__Travail à faire__
1 > Recopiez le passage du document source qui va de « Cependant, je voudrais » jusqu'à « gratuite de Dieu. » inclus.
2 > Traduisez en anglais cette phrase du document source : « En niant Dieu, on peut expliquer le mal, mais on n’explique pas le bien. »

__Document source__
:::
De toutes ces lectures, je voudrais retenir trois pistes de méditation : à savoir que face à la question du mal, nous ne pouvons pas exiger de Dieu qu’Il nous fasse des comptes, que sa miséricorde est gratuite et enfin, que son Fils est venu pour nous libérer de tout ce qui nous encombrent dans notre marche à sa suite.

1- Face à la question du mal, quelle explication ?

Il nous faut faire un constat : c’est que le mal existe, gigantesque, odieux, insupportable parfois. Il est inséparable de l’existence humaine. Mais le mal est mystère, comme Dieu ! Sommes-nous assez persuadés que les pensées de Dieu ne sont pas nos pensées, que Dieu est le Tout-Autre et qu’Il voit les choses d’une façon radicalement différente de la nôtre, et donc que Lui demander des comptes est insensé car trop de paramètres nous manquent.

Il arrive que face à la question du mal, nous jugeons Dieu un peu comme nous jugeons les chefs du monde ou de l’Eglise, sans avoir tous les éléments en main. Qui pourrait donner une réponse satisfaisante au problème du mal, puisqu’il n’a pas le plan d’ensemble du projet de Dieu. En disant qu’il n’ya pas de Dieu, on a une réponse facile au problème du mal : le monde est absurdité surgie du hasard et de la nécessité ! En niant Dieu, on peut expliquer le mal, mais on n’explique pas le bien. Or il faut expliquer et le bien et le mal et c’est là que se trouve tout le mystère.

Cependant, je voudrais vous inviter à faire en sorte qu’à l’heure du bilan, nous nous posions la seule question qui en vaut la peine à mon sens : Quels efforts ai-je consentis pour que le bien règne dans notre communauté paroissiale ? C’est qu’en jugeant Dieu à partir du mal, on oublie la fin heureuse prévue pour le monde. Dès lors, il nous faut comprendre que le mal n’est pas forcément une punition du péché.

2- De la miséricorde gratuite de Dieu.

Quand l’homme prend conscience qu’il est malheureux ou pécheur, alors se révèle à lui, de façon plus ou moins net, le visage de la miséricorde infinie de Dieu. Mais la miséricorde, ce n’est pas que le pardon ou la compassion. Elle oscille entre amour, tendresse, pitié, compassion, clémence, bonté et même grâce et appelle la conversion.

Si Dieu consent à se détourner de nos péchés et de la misère dans laquelle ils nous entrainent, c’est qu’Il désir par dessus tout, le retournement du pécheur vers Lui et sa conversion. Non Dieu ne garde pas une rancune éternelle mais Il veut que le pécheur reconnaisse sa malice. Enfin, si Dieu est tendresse, comment n’exigerait-il pas de ses créatures, la même la tendresse mutuelle ?
:::
__Lignes__
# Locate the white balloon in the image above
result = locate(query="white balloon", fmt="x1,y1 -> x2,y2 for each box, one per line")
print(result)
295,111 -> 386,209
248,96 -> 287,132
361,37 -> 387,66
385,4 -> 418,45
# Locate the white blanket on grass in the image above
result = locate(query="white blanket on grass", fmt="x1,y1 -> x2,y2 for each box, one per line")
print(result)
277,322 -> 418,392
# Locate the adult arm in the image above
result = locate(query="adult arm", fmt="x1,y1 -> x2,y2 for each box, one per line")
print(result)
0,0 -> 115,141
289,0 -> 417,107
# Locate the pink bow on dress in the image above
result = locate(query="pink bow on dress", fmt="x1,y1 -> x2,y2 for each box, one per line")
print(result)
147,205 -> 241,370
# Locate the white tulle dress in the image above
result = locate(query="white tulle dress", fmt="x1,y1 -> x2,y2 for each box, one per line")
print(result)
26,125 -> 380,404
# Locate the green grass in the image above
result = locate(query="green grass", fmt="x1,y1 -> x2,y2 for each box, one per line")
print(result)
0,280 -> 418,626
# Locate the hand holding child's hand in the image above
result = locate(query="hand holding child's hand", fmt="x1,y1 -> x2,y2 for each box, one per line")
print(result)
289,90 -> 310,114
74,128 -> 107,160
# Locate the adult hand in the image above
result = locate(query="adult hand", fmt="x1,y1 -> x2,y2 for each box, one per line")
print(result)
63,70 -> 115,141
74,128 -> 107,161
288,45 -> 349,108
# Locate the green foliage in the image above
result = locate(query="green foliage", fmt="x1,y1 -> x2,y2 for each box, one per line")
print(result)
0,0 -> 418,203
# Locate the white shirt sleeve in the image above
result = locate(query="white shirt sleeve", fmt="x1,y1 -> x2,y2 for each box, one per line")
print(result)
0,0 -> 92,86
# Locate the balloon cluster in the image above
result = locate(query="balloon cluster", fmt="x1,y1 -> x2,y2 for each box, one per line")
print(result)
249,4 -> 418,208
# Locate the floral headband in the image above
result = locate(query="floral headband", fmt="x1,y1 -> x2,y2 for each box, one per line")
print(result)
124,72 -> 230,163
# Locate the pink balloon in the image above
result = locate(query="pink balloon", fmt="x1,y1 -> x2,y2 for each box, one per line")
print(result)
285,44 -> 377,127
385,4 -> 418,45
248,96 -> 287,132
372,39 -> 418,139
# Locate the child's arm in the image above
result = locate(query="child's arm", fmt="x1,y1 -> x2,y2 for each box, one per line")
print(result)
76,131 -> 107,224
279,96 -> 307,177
:::
__Réponses par tâche__
1 >
Cependant, je voudrais vous inviter à faire en sorte qu’à l’heure du bilan, nous nous posions la seule question qui en vaut la peine à mon sens : Quels efforts ai-je consentis pour que le bien règne dans notre communauté paroissiale ? C’est qu’en jugeant Dieu à partir du mal, on oublie la fin heureuse prévue pour le monde. Dès lors, il nous faut comprendre que le mal n’est pas forcément une punition du péché.

2- De la miséricorde gratuite de Dieu.

2 > By denying God, one can explain evil, but one does not explain good.